* Excerpts from point annotation data:
════════════════════
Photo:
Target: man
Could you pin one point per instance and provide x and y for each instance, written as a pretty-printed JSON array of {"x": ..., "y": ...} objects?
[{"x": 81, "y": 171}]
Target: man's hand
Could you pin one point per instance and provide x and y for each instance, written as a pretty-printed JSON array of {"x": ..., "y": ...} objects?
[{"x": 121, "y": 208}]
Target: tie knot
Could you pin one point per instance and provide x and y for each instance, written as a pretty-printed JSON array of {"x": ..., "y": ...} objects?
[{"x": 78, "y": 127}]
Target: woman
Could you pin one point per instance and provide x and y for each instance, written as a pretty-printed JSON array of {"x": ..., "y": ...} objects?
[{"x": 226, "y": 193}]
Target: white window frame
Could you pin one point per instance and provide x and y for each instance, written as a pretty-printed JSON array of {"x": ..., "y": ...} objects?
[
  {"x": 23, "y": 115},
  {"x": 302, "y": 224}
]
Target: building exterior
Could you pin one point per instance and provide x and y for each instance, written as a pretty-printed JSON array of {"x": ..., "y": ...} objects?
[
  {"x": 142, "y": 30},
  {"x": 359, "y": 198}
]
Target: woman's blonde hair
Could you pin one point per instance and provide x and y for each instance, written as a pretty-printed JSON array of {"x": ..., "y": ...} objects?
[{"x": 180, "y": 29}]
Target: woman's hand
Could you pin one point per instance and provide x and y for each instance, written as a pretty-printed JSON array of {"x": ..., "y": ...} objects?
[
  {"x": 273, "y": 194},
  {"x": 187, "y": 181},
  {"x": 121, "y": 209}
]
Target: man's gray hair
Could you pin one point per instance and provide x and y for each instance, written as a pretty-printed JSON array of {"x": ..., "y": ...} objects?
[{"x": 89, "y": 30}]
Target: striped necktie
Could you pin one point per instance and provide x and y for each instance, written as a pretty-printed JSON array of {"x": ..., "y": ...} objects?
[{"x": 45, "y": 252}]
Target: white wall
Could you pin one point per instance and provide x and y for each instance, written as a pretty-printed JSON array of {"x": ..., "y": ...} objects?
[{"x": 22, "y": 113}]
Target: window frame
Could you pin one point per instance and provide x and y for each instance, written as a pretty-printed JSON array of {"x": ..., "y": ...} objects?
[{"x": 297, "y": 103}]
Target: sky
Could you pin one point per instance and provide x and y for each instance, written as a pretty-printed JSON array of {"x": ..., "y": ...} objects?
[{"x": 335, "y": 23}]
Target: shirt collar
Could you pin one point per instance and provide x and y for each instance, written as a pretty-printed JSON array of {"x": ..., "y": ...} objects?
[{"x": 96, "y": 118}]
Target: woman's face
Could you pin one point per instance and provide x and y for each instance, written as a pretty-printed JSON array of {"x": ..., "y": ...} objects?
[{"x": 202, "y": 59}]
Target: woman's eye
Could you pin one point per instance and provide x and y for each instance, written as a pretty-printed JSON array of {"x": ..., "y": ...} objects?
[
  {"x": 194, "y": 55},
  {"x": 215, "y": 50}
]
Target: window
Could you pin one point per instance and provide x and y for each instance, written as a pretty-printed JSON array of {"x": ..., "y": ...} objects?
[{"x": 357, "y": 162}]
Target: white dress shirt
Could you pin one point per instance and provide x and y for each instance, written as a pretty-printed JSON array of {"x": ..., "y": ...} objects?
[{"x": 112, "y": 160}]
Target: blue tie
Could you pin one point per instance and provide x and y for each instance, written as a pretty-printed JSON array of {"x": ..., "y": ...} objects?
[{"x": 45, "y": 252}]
════════════════════
* Requirements: Please reproduce every line of the material word for word.

* Solution to this task:
Photo:
Target: man
Could you pin one point per instance and provide x and y for each instance, written as a pretty-printed JSON array of {"x": ..., "y": ...} objects?
[{"x": 81, "y": 171}]
Target: man's hand
Could you pin one point per instance and provide x and y for each instance, written as a pretty-printed JSON array of {"x": ..., "y": ...} objects?
[{"x": 121, "y": 208}]
Target: tie knot
Could you pin one point per instance and provide x and y for each instance, written as a pretty-printed JSON array of {"x": ..., "y": ...} objects?
[{"x": 78, "y": 127}]
Target: woman
Could you pin one point per instance and provide x and y for each instance, written as a pretty-printed JSON array of {"x": ..., "y": ...} objects?
[{"x": 226, "y": 193}]
Target: white window frame
Could you pin one point per instance and provide x and y for each instance, written as a pretty-printed JSON array of {"x": ..., "y": ...} objects?
[
  {"x": 23, "y": 115},
  {"x": 302, "y": 224}
]
Target: building exterior
Could you pin one point per instance and provide x and y for each instance, written as a pretty-printed JSON array of {"x": ..., "y": ...} objects?
[
  {"x": 142, "y": 30},
  {"x": 359, "y": 198}
]
Target: woman's blonde hair
Could you pin one point per instance and provide x and y for each instance, written as a pretty-printed JSON array of {"x": ..., "y": ...} objects?
[{"x": 180, "y": 29}]
Target: woman's hand
Could you pin one point per instance and provide x and y for each instance, written as a pretty-printed JSON array of {"x": ..., "y": ...} objects?
[
  {"x": 273, "y": 194},
  {"x": 187, "y": 181},
  {"x": 121, "y": 209}
]
Target: man's gray hair
Could you pin one point per instance and provide x and y for each instance, written as a pretty-printed JSON array of {"x": ..., "y": ...} objects?
[{"x": 89, "y": 30}]
Target: striped necktie
Could you pin one point per instance and provide x and y for each instance, written as a pretty-printed JSON array of {"x": ..., "y": ...} objects?
[{"x": 45, "y": 252}]
Target: white wall
Could you pin one point per instance and provide x and y for each instance, written as a pretty-printed JSON array of {"x": ..., "y": ...} objects?
[{"x": 22, "y": 113}]
Target: window frame
Could you pin one point per instance and provide x and y for each instance, written as a pretty-printed JSON array of {"x": ..., "y": ...} objects?
[{"x": 297, "y": 103}]
Target: sky
Could you pin one point per instance and provide x and y for each instance, written as a pretty-printed JSON array of {"x": ..., "y": ...} objects?
[{"x": 335, "y": 23}]
Target: shirt collar
Could you pin one point per instance and provide x and y for each instance, written as a pretty-printed JSON array of {"x": ..., "y": ...} objects?
[{"x": 96, "y": 118}]
Target: woman's face
Could you pin one point per instance and provide x and y for each instance, written as a pretty-printed JSON array of {"x": ..., "y": ...} objects?
[{"x": 202, "y": 59}]
Target: woman's eye
Could you pin one point per instance and provide x and y for each instance, written as a pretty-printed JSON array of {"x": ..., "y": ...} objects?
[
  {"x": 194, "y": 55},
  {"x": 215, "y": 50}
]
Target: window
Could you pin one point per instance and provide x and y for each instance, written as a pretty-printed JSON array of {"x": ..., "y": ...} objects?
[{"x": 357, "y": 162}]
Target: white dress shirt
Could you pin one point per instance and provide x and y for each instance, written as a pretty-printed JSON array of {"x": ..., "y": ...} objects?
[{"x": 112, "y": 160}]
Target: blue tie
Could you pin one point per instance and provide x and y for each instance, written as a pretty-printed JSON array of {"x": ..., "y": ...} objects?
[{"x": 45, "y": 252}]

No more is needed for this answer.